-- Exercise instructions --
Each line from the one holding "outdoor condenser unit." through the final line of the data below is to be given again exactly, and no other line is to appear.

.....

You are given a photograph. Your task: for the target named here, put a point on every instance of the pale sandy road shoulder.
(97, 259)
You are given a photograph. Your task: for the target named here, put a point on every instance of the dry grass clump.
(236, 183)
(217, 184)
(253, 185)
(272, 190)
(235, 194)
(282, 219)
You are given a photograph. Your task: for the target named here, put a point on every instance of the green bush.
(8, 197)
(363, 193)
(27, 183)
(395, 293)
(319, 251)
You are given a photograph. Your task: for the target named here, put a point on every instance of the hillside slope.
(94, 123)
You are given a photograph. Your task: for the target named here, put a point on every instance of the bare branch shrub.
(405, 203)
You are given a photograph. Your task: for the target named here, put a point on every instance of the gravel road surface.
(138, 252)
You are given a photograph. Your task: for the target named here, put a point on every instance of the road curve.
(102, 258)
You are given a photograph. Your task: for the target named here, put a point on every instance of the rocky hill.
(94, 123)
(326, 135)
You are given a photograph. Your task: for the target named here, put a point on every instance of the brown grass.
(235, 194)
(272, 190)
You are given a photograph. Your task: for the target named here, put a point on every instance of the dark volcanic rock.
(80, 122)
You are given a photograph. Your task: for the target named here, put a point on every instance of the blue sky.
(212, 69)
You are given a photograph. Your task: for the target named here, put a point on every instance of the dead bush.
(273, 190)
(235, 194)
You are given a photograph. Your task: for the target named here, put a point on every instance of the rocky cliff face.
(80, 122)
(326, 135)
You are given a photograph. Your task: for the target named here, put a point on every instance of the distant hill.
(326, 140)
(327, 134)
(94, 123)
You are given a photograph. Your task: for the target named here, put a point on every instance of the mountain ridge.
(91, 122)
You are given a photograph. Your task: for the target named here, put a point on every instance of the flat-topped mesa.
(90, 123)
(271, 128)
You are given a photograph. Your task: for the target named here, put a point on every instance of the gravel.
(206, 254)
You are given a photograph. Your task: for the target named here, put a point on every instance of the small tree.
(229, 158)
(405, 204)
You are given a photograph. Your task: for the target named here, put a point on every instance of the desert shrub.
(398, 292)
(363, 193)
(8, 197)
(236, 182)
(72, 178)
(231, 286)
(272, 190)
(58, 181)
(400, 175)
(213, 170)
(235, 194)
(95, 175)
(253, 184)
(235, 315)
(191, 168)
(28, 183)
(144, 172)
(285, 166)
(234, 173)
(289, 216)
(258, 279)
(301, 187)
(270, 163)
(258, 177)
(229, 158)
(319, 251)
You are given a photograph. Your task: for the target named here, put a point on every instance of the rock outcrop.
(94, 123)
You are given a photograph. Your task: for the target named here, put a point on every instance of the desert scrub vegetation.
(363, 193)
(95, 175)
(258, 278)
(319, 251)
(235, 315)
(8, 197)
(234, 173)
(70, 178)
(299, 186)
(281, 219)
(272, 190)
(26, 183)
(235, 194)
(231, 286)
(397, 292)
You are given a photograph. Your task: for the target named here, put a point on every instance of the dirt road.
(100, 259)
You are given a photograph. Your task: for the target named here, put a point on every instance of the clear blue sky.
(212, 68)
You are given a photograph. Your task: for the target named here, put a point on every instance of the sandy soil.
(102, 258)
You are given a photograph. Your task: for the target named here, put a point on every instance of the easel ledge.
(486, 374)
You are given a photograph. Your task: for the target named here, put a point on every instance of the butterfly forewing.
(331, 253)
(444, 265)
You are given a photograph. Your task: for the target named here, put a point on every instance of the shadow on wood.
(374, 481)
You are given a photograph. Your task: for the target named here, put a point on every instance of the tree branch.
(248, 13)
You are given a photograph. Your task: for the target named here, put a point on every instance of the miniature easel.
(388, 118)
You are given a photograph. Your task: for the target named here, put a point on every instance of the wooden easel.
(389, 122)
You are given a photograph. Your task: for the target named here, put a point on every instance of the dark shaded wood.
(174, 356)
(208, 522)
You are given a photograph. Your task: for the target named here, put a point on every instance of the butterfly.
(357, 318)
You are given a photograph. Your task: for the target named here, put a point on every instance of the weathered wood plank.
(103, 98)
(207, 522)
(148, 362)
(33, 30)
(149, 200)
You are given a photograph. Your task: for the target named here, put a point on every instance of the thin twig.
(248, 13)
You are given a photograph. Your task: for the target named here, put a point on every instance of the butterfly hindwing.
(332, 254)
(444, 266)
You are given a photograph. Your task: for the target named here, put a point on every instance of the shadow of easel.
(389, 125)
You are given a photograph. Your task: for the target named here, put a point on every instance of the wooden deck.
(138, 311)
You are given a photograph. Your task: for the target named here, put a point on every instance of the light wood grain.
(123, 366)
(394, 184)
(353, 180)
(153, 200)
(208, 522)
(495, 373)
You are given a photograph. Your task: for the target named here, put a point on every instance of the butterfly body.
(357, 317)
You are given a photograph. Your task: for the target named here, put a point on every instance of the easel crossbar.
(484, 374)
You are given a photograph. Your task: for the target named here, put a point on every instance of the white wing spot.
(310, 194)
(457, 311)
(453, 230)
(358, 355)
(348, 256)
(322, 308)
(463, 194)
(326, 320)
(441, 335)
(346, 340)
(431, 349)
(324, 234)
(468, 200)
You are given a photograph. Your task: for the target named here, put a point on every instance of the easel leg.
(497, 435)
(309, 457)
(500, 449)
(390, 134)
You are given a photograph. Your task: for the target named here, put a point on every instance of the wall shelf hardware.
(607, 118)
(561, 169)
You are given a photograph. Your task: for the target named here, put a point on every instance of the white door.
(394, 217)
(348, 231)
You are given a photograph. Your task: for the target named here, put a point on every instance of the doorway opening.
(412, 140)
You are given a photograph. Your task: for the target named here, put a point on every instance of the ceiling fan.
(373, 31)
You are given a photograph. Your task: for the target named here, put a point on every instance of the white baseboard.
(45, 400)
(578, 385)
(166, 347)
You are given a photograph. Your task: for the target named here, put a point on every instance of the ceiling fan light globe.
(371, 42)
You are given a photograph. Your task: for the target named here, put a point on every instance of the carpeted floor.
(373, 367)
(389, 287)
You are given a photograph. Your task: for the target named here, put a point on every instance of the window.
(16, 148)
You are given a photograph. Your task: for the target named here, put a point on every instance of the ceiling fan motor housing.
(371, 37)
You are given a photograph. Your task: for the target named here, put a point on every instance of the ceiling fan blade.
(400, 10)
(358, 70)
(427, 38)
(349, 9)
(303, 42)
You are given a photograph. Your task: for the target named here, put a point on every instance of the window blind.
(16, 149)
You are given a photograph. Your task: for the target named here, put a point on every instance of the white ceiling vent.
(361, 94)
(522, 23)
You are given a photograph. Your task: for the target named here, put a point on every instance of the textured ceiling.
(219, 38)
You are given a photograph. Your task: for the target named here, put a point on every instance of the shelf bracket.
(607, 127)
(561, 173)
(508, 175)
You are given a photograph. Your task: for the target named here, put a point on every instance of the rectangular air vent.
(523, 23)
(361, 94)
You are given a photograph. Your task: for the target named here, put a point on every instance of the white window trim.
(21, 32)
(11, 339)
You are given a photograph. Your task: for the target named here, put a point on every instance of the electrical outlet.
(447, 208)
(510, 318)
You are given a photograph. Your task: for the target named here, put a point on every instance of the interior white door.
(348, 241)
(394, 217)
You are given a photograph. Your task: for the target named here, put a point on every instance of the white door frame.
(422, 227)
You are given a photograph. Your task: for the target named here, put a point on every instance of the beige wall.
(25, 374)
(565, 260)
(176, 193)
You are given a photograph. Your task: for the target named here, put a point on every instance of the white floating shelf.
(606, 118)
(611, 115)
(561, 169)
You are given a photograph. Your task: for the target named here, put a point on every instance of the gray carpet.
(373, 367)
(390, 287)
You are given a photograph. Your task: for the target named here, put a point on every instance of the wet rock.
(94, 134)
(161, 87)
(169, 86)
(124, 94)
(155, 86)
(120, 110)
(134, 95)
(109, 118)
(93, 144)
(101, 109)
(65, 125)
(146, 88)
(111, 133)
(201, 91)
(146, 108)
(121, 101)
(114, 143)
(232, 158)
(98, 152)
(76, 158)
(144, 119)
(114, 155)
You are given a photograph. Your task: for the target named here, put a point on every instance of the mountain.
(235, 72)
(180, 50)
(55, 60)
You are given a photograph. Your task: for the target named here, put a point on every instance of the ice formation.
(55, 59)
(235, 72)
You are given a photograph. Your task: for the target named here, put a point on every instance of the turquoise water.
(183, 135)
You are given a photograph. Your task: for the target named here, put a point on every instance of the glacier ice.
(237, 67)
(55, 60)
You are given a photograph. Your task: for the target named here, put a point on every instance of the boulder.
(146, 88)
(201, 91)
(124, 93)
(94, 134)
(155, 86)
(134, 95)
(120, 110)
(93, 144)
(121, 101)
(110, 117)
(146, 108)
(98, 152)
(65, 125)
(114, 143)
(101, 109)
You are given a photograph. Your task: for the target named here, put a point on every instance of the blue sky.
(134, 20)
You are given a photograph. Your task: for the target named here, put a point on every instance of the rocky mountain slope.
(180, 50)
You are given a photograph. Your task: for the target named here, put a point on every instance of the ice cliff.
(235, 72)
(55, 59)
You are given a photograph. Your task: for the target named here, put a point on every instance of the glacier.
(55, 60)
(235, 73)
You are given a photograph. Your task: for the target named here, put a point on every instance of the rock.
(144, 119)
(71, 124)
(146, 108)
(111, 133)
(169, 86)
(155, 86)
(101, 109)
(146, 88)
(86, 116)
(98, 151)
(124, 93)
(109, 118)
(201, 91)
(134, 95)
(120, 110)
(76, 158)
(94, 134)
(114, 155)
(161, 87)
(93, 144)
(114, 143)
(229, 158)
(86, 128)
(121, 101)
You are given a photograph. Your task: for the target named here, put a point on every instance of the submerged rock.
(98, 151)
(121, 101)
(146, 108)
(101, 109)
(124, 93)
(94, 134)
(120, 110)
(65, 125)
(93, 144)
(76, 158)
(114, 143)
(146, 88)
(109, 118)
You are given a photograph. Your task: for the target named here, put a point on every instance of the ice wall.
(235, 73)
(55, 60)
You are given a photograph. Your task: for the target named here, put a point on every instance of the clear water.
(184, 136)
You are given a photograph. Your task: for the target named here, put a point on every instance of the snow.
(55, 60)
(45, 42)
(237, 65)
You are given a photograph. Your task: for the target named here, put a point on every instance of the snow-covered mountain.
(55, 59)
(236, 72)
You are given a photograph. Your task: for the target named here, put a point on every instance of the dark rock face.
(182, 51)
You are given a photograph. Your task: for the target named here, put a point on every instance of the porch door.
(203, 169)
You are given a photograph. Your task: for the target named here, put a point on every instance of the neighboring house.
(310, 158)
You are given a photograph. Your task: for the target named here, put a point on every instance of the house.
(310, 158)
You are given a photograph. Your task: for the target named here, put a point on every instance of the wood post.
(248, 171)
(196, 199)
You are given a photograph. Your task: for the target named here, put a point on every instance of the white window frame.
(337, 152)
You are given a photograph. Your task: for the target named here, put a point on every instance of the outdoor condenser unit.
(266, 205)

.....

-- Result --
You are given a photograph. Your task: for the target named here, put a point on every instance of the outdoor condenser unit.
(266, 205)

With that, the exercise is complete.